=== Page ===

Sous-traitants oui, sous-payés non merci !

Publié le 08/05/2023

Intervention d'Elodie DUPUI, maroquinière et Déléguée Syndicale chez Arco Châtellerault (sous-traitant Vuitton), dans le cadre de la table ronde "Syndicats et luttes gagnantes", lors du 53ème congrès de la CGT à Clermont-Ferrand.

Je suis salariée à la maroquinerie ARCO de Châtellerault depuis 5 années. Mon entreprise de près de 1000 salariés est l’un des nombreux sous-traitants du groupe Louis Vuitton.

Comme des dizaines de milliers d’autres salariés, chez les donneurs d’ordre comme chez les sous-traitants, nous fabriquons des sacs à main de luxe pour Vuitton, d’autres pour Hermès ou Chanel, dont de nombreux modèles sont vendus plus de 2 ou 3 fois le montant de notre paye mensuelle. Nous sommes 80 % de femmes dans ce secteur à fabriquer des produits de prestige en étant payées à peine au-dessus du SMIC pour les sous-traitants. Ce travail rigoureux, où les conditions de travail sont difficiles, a des conséquences sur notre santé physique et mentale.

L’importance de valoriser le travail syndical

Certains collègues qui n’en pouvaient plus de cette situation, ont adhéré à la CGT il y a quelques années pour se présenter aux élections du personnel. Celles et ceux qui ont été élus ont essayé de développer la CGT grâce au suivi de l’Union Locale de Châtellerault et à l’appui de la fédération Textile Habillement Cuir Blanchisserie. Régulièrement sur les panneaux syndicaux, les délégué.es CGT ont valorisé les avancées, même celles qui paraissaient petites, pour montrer aux collègues le travail syndical et tout ce que l’on essaie de faire pour eux et avec eux.

===

**Consigne:**
Rédigez la suite de l'intervention syndicale sur les sous-traitants de Vuitton à partir de sa dernière phrase.

=== Lignes de données ===

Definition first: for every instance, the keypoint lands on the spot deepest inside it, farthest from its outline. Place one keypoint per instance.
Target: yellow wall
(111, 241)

===

**Réponse:**
En 2022, alors que l’inflation s’envolait, les ouvrières avaient compris l’enjeu de la négociation et attendaient avec impatience les NAO pour boucler leurs fins de mois. A la suite des propositions CGT à la 2ème réunion, alors que la délégation syndicale revendiquait 220 € brut, la direction n’en accordait que 90. Très déçues, plus de 500 salariées sont sorties en grève pour la 1ère fois.

3 jours de grève majoritaire dans les ateliers : 128€ brut de plus par mois pour toutes et tous.

Il aura fallu 3 jours de grève majoritaire dans les ateliers, et plusieurs propositions de la CGT, pour qu’un protocole de fin de conflit soit voté par les salariées et signé par la direction : + 128 € Brut de plus par mois pour toutes et tous, une majoration des heures de nuit, le maintien des primes, un forfait mobilité de 100 €, en plus d’1 journée par enfant malade par an rémunérée ! Nous avons douté et parfois eu peur de ne pas y arriver, mais le fait d’avoir été accompagnées localement par l’UL et appuyées nationalement par la fédération THCB nous a permis de prendre du recul sur notre conflit et de trouver une issue favorable pour les salariées dans cette négociation sous tension.

La CGT est représentative à 100% chez ARCO

Depuis, même si ce n’est pas toujours facile au quotidien, nous avons amélioré nos communications syndicales et avons réussi à renforcer la section syndicale en faisant adhérer de nombreuses collègues. Nous avons construit ensuite une liste pour les élections CSE qui vise à représenter la diversité des salariés de l’usine. En janvier nous avons fait élire tous les candidats au 1er collège et commencé une percée au 2ème collège. La CGT est représentative à 100% chez Arco ! Ceci nous donne plus de responsabilité mais participe concrètement à améliorer notre rapport de force.

« Notre retraite, on veut la vivre en bonne santé et on veut aussi que nos enfants aient du travail »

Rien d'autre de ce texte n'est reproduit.